══ Texte à l'étude ══

Il est 7 h 30. Dans le couloir coloré, la lumière tamisée et les pas feutrés font place à un léger brouhaha. Tandis que le personnel de jour prend la relève de l'équipe de nuit, on entend ici et là des râlements, des petits cris. Derrière les portes de chambre entrouvertes, les enfants se réveillent doucement.

Assise dans son lit à barreaux, Amy*, âgée de 8 ans, s'impatiente. Elle donne des coups et crie à la manière d'un bébé. «On arrive, ma chérie», lance Sylvie Deslauriers, infirmière auxiliaire, du couloir. Amy a le spina-bifida, elle est sous dialyse plus de 10 heures par jour. Elle a aussi une déficience intellectuelle. À l'aide d'un stagiaire, Sylvie la transfère dans son fauteuil roulant. Les coups de pied fusent. «Elle a un petit caractère, elle manipule facilement sa deuxième mère, hein ma cocotte?», dit-elle. Elle installe son cathéter pour son premier médicament de la journée, avant le gavage. «Je dois me placer derrière elle, sinon elle tire sur les fils.»

═══

Restituez mot pour mot le passage du texte à l'étude situé entre «Il est 7 h 30.» et «se réveillent doucement.», ces deux extrémités comprises.

══ Données fournies ══

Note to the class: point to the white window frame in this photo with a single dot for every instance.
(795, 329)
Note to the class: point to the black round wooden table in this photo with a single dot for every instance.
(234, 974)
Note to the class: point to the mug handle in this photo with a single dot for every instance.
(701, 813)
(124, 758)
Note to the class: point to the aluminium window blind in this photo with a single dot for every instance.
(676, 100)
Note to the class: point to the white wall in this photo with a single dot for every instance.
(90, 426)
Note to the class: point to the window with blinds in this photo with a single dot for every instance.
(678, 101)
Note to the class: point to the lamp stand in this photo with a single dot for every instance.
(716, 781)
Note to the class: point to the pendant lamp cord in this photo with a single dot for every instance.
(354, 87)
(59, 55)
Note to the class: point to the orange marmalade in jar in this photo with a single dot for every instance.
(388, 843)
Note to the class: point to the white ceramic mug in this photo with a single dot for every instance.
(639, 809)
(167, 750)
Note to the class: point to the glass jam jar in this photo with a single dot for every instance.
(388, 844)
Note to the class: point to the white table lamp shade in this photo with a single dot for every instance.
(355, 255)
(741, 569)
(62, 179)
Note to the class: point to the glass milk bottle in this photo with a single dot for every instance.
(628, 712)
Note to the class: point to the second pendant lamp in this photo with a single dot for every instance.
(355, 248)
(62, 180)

═══
══ Données fournies ══

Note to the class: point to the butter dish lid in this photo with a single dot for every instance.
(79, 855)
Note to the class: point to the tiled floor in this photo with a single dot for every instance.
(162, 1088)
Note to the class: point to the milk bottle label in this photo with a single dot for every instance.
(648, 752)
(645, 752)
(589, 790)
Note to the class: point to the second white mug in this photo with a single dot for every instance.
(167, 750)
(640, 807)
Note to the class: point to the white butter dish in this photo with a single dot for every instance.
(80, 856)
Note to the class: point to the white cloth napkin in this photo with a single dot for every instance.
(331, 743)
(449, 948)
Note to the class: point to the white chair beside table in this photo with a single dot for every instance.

═══

- [Solution rédigée]
Il est 7 h 30. Dans le couloir coloré, la lumière tamisée et les pas feutrés font place à un léger brouhaha. Tandis que le personnel de jour prend la relève de l'équipe de nuit, on entend ici et là des râlements, des petits cris. Derrière les portes de chambre entrouvertes, les enfants se réveillent doucement.